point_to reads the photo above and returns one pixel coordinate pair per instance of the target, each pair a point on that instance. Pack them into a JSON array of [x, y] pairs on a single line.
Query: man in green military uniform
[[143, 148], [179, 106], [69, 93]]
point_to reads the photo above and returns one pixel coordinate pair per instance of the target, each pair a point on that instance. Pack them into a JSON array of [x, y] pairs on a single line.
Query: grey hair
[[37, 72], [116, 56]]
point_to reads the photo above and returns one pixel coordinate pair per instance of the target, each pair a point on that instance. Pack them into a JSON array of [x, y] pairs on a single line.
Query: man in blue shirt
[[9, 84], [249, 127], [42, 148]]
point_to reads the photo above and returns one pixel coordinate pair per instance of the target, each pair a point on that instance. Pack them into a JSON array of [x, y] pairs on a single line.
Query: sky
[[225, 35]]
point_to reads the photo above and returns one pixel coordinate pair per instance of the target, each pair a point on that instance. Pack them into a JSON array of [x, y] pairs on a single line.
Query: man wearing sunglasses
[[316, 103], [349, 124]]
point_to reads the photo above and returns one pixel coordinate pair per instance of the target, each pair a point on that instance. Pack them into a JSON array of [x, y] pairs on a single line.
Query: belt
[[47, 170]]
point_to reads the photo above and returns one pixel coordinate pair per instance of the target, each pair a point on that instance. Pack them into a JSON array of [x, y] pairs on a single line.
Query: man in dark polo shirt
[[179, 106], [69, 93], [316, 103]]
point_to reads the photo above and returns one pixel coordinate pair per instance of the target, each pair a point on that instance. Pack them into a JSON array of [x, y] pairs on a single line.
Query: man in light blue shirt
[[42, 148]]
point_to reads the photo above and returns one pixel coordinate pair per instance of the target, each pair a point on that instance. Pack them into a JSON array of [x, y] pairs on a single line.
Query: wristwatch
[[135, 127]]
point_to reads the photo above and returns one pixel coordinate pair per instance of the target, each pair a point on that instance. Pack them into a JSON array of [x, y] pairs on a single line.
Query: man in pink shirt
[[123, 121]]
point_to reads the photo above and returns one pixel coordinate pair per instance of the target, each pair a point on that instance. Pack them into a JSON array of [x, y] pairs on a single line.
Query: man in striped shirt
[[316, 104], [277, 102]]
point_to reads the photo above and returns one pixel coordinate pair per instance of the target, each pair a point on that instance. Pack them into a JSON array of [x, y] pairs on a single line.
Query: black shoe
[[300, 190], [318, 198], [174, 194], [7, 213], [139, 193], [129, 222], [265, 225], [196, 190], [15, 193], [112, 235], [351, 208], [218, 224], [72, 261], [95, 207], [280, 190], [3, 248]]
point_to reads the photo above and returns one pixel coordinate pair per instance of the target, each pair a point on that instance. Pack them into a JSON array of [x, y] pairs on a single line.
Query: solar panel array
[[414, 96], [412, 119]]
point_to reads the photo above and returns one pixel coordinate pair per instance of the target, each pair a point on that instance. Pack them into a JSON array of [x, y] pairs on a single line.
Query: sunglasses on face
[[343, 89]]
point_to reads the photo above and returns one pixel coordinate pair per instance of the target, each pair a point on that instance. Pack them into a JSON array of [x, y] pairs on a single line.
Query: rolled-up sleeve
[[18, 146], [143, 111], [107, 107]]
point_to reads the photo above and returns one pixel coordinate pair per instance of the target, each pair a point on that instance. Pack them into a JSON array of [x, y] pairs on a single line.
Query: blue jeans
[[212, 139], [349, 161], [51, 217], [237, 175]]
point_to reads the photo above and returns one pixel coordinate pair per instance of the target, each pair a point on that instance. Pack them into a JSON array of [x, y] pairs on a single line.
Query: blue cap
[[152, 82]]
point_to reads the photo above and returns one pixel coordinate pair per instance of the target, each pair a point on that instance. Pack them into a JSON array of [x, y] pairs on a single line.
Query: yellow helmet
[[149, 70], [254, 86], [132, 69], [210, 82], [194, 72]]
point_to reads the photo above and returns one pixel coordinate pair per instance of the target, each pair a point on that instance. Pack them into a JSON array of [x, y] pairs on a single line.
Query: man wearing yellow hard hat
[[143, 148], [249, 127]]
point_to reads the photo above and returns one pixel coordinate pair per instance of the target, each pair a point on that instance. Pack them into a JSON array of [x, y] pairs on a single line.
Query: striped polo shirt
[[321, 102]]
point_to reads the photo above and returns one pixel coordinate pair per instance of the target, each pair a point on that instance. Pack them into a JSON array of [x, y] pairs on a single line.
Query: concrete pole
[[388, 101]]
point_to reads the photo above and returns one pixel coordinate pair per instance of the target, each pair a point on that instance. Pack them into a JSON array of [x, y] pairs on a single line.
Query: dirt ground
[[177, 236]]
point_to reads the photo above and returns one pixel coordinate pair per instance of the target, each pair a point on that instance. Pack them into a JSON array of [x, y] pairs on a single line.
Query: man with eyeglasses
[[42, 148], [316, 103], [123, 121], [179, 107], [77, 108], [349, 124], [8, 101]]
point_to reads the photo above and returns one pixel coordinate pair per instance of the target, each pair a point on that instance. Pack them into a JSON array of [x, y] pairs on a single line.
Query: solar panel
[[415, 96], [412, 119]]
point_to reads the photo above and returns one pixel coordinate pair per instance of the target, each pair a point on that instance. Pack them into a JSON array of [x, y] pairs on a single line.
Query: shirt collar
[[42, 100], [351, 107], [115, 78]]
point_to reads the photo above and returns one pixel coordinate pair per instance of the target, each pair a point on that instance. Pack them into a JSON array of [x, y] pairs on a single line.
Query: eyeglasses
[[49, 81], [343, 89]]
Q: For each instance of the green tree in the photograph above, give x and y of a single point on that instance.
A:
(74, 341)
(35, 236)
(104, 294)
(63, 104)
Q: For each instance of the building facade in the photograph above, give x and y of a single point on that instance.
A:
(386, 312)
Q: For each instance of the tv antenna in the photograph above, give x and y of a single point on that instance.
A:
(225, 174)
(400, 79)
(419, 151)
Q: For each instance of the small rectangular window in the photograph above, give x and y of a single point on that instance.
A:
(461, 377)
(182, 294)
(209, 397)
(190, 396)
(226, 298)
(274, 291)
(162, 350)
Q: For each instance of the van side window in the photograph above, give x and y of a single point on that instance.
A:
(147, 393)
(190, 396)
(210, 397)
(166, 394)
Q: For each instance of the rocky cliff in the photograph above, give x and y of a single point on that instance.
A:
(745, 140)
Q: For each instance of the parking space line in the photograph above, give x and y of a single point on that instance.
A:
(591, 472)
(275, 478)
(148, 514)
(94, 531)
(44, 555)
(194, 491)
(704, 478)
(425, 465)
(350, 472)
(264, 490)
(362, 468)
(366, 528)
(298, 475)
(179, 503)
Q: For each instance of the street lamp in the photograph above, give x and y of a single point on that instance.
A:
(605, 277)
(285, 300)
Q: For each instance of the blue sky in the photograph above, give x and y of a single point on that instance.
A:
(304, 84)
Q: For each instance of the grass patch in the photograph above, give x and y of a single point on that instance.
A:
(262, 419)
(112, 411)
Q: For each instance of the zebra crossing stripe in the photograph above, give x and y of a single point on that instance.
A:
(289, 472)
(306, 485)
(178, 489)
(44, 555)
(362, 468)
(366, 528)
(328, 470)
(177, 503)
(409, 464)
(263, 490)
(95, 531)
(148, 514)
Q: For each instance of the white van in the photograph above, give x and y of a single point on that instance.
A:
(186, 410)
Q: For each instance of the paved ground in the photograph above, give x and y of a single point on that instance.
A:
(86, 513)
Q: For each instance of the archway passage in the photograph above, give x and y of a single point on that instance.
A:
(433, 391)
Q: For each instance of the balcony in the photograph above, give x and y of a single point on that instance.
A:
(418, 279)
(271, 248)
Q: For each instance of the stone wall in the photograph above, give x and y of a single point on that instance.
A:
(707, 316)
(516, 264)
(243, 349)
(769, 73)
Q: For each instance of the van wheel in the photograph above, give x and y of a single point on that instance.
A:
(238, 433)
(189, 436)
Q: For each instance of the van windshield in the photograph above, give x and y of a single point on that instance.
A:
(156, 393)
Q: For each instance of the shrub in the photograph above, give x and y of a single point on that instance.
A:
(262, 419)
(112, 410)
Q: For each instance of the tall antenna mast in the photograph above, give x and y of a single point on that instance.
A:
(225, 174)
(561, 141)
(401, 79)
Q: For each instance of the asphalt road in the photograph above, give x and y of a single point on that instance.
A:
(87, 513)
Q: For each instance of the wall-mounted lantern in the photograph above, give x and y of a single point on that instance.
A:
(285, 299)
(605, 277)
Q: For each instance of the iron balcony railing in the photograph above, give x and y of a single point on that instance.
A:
------------
SHORT PROBLEM →
In the listing above, find the line containing "Q: For each instance of the paved", then reproduce it and each line after it through the end, exactly and with nothing added.

FULL RESPONSE →
Q: For each instance of the paved ground in the photograph above, give x and y of a single point on that instance.
A:
(86, 513)
Q: For each instance of the archway passage in the photograph above, give x and y of a single point on that instance.
A:
(433, 391)
Q: For each instance of the balcony in the photograph above, give x and y of a single point on that instance.
A:
(418, 279)
(271, 248)
Q: For each instance of the stone wall in the photograph above, give x and y of a single point on that instance.
A:
(707, 316)
(516, 264)
(243, 349)
(769, 73)
Q: For each instance of the van wheel in the photograph above, give x and y of a single point on that instance.
A:
(238, 433)
(189, 436)
Q: For each instance of the van windshield in the photograph above, give x and y of a single point on that instance.
A:
(156, 393)
Q: For each instance of the shrub in the photograph above, give x and y of a single point on that instance.
A:
(262, 419)
(112, 410)
Q: For each instance of the tall antenna mast in the photograph above, give x and y of a single point on that instance.
A:
(225, 174)
(561, 141)
(401, 79)
Q: For each instance of the asphalt road in the photograph above, give x and y of a single point on that instance.
A:
(87, 513)
Q: For each instance of the wall-mounted lantern in the photograph above, give x and y of a single point on that instance.
A:
(285, 299)
(605, 277)
Q: For each instance of the iron balcony railing in the photograph above, give x and y of a single point on that instance.
A:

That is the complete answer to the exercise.